▶ [Instruction] Format the lines from the one with "Exercise. Identify every instance of the dark" up to and including the one with "(1067, 737)" as a two-column CSV with the header instruction,points. Give one row per exercise, placing its text and its answer each in a single quoted field and replacing any line breaks with spaces.

▶ [The data]
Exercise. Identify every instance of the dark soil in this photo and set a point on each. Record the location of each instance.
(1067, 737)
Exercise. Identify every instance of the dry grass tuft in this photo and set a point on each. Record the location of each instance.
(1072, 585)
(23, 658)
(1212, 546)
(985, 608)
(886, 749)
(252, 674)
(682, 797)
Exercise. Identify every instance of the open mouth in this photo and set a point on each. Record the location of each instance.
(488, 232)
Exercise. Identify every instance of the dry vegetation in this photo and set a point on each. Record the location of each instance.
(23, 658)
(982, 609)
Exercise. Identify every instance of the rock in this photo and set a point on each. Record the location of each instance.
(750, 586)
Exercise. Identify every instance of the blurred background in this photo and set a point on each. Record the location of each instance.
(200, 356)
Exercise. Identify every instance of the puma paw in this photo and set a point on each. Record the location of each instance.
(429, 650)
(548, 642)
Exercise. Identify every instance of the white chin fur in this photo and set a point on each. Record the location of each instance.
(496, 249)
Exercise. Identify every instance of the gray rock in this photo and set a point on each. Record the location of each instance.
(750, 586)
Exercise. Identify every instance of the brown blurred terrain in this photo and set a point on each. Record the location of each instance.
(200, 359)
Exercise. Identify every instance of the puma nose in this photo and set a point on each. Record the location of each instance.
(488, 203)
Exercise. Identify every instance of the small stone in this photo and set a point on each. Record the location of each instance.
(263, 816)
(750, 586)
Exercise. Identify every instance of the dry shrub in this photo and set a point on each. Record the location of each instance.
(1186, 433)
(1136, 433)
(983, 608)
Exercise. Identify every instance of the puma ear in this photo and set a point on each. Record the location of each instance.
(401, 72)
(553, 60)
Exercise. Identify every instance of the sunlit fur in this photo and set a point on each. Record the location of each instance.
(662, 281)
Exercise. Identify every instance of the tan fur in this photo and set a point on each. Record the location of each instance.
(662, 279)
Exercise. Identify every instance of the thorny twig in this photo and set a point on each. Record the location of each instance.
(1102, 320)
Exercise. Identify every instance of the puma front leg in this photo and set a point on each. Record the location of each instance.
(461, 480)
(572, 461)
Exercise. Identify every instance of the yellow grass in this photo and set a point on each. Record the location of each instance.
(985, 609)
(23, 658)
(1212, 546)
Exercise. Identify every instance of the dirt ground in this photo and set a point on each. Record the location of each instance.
...
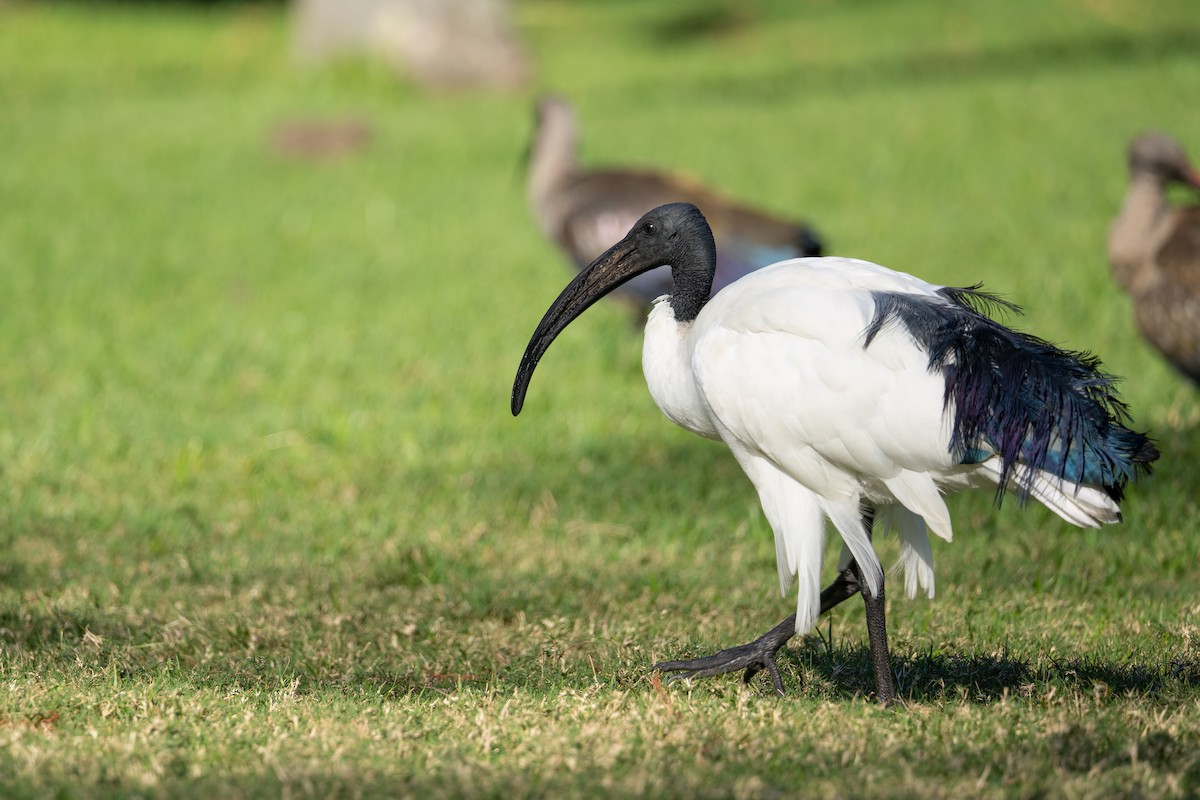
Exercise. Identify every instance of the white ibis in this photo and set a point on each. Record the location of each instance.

▶ [Final result]
instruction,points
"Exercise. Identify every instance of the dark soil in this photo and set a point on each. Record the location of each instance.","(1067, 737)"